begin Information supplied

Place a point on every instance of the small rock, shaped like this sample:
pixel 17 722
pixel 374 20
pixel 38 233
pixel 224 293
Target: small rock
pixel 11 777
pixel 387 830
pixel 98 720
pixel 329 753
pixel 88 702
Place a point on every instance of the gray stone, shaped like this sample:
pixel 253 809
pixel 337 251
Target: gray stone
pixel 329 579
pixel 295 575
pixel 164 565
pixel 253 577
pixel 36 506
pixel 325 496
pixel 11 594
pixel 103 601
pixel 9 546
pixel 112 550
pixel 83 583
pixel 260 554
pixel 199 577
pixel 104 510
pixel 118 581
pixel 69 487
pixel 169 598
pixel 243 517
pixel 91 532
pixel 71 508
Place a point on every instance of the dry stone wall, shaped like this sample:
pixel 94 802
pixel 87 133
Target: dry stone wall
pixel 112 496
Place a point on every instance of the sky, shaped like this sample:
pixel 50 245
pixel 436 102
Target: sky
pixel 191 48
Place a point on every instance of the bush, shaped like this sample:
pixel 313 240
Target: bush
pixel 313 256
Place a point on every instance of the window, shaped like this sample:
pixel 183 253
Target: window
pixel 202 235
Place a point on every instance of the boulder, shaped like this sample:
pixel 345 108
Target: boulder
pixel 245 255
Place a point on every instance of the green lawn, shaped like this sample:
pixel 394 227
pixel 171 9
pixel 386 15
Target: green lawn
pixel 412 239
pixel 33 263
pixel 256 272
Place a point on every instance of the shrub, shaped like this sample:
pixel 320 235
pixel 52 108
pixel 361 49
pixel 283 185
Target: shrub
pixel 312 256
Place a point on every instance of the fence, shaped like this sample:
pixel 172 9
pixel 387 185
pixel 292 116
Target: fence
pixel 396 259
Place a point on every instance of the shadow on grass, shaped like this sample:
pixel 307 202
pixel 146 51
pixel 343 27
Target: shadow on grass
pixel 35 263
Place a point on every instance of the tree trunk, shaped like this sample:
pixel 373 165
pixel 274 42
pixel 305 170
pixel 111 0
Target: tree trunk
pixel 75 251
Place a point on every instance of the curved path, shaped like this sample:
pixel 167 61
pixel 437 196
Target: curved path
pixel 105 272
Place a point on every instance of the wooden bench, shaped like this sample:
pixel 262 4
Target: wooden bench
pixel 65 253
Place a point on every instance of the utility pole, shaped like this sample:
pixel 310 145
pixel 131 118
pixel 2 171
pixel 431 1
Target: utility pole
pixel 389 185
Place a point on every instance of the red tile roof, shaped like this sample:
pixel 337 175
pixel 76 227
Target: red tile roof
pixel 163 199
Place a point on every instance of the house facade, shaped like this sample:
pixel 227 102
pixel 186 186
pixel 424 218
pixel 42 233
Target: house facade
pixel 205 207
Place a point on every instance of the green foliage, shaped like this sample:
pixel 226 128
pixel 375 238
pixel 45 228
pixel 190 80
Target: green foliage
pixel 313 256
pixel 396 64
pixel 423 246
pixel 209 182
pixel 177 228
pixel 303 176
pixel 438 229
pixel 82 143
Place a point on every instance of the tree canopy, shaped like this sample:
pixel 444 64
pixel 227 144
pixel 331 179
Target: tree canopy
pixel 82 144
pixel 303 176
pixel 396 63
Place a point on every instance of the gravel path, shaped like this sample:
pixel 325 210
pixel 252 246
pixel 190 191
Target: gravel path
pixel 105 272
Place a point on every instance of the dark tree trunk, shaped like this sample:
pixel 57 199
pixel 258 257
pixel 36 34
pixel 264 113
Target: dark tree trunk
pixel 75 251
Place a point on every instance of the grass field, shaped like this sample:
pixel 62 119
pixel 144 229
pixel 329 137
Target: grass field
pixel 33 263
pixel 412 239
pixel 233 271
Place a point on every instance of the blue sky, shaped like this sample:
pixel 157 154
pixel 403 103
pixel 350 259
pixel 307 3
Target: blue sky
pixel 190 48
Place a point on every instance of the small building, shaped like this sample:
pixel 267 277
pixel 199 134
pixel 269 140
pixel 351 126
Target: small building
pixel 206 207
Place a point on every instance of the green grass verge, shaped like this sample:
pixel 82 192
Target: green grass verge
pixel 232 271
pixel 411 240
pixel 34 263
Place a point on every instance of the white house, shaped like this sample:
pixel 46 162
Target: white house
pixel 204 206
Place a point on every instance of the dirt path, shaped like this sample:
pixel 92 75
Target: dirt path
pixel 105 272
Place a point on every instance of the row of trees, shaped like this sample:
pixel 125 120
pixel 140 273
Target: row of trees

end Information supplied

Quote all of the items above word for word, from the first to the last, without changing anything.

Place a point on every instance of the small rock, shaped like this sample:
pixel 17 722
pixel 374 20
pixel 38 233
pixel 224 293
Target: small rock
pixel 11 777
pixel 387 830
pixel 98 720
pixel 329 753
pixel 88 702
Place a point on every instance of the gray stone, shaped like this sample:
pixel 253 809
pixel 337 251
Target: gray stone
pixel 329 579
pixel 295 575
pixel 164 565
pixel 253 577
pixel 36 506
pixel 325 496
pixel 11 594
pixel 103 601
pixel 9 546
pixel 112 550
pixel 83 583
pixel 260 554
pixel 199 577
pixel 104 510
pixel 118 581
pixel 69 487
pixel 169 598
pixel 243 517
pixel 91 532
pixel 71 508
Place a point on every instance of the dry stone wall, shaped like this sample:
pixel 94 802
pixel 87 133
Target: dry stone wall
pixel 112 496
Place a point on every instance of the sky, shaped like this sample:
pixel 50 245
pixel 436 102
Target: sky
pixel 191 48
Place a point on every instance of the bush, shaped like this sample:
pixel 313 240
Target: bush
pixel 313 256
Place a point on every instance of the window, shaped like this sample:
pixel 183 253
Target: window
pixel 202 235
Place a point on every instance of the boulder, shaped like this sample:
pixel 345 108
Target: boulder
pixel 245 255
Place a point on every instance of the green lawn, shaped like this sample:
pixel 394 227
pixel 171 9
pixel 386 15
Target: green lawn
pixel 412 239
pixel 33 263
pixel 256 272
Place a point on every instance of the shrub, shaped like this sample:
pixel 320 235
pixel 52 108
pixel 361 49
pixel 283 185
Target: shrub
pixel 312 256
Place a point on every instance of the fence, shaped like this sample:
pixel 172 9
pixel 387 185
pixel 292 116
Target: fence
pixel 396 259
Place a point on every instance of the shadow on grass, shaped like this sample:
pixel 307 202
pixel 146 51
pixel 343 27
Target: shadow on grass
pixel 35 263
Place a point on every instance of the tree trunk, shaped like this sample:
pixel 373 165
pixel 274 42
pixel 305 170
pixel 111 0
Target: tree trunk
pixel 75 251
Place a point on every instance of the curved path, shaped like this sample:
pixel 167 61
pixel 437 196
Target: curved path
pixel 105 272
Place a point on every instance of the wooden bench, shaped like this sample:
pixel 262 4
Target: wooden bench
pixel 65 253
Place a point on every instance of the utility pole, shaped like this sample:
pixel 310 145
pixel 131 118
pixel 2 171
pixel 431 1
Target: utility pole
pixel 389 185
Place a point on every instance of the red tile roof, shaped like this sample:
pixel 337 175
pixel 76 227
Target: red tile roof
pixel 163 199
Place a point on every instance of the house facade, shaped like this sample:
pixel 227 102
pixel 186 186
pixel 424 218
pixel 42 233
Target: house facade
pixel 205 207
Place a point on every instance of the green foliage, shaped like this sample:
pixel 226 128
pixel 375 238
pixel 45 228
pixel 190 80
Target: green foliage
pixel 313 256
pixel 396 64
pixel 423 246
pixel 209 182
pixel 177 228
pixel 303 176
pixel 438 229
pixel 82 143
Place a point on every instance of the tree canopy, shaped like this sample:
pixel 444 64
pixel 227 144
pixel 331 179
Target: tree canopy
pixel 82 144
pixel 303 176
pixel 396 63
Place a point on every instance of the gravel path, shaped like this sample:
pixel 325 210
pixel 252 246
pixel 190 191
Target: gravel path
pixel 105 272
Place a point on every instance of the dark tree trunk, shaped like this sample:
pixel 57 199
pixel 258 257
pixel 36 34
pixel 264 113
Target: dark tree trunk
pixel 75 251
Place a point on every instance of the grass field, shaped like this sample:
pixel 62 119
pixel 144 229
pixel 329 137
Target: grass field
pixel 33 263
pixel 412 239
pixel 233 271
Place a point on every instance of the blue sky, shaped like this sample:
pixel 157 154
pixel 403 103
pixel 350 259
pixel 307 3
Target: blue sky
pixel 190 48
Place a point on every instance of the small building, shaped like this sample:
pixel 267 277
pixel 199 134
pixel 269 140
pixel 351 126
Target: small building
pixel 206 207
Place a point on every instance of the green grass verge, shaped like this sample:
pixel 82 192
Target: green grass verge
pixel 232 271
pixel 411 240
pixel 34 263
Place a point on every instance of the white house, shaped like this sample:
pixel 46 162
Target: white house
pixel 204 206
Place a point on every instance of the dirt path, shaped like this sample:
pixel 92 75
Target: dirt path
pixel 105 272
Place a point on every instance of the row of trees, shaped like this sample:
pixel 125 120
pixel 140 273
Target: row of trees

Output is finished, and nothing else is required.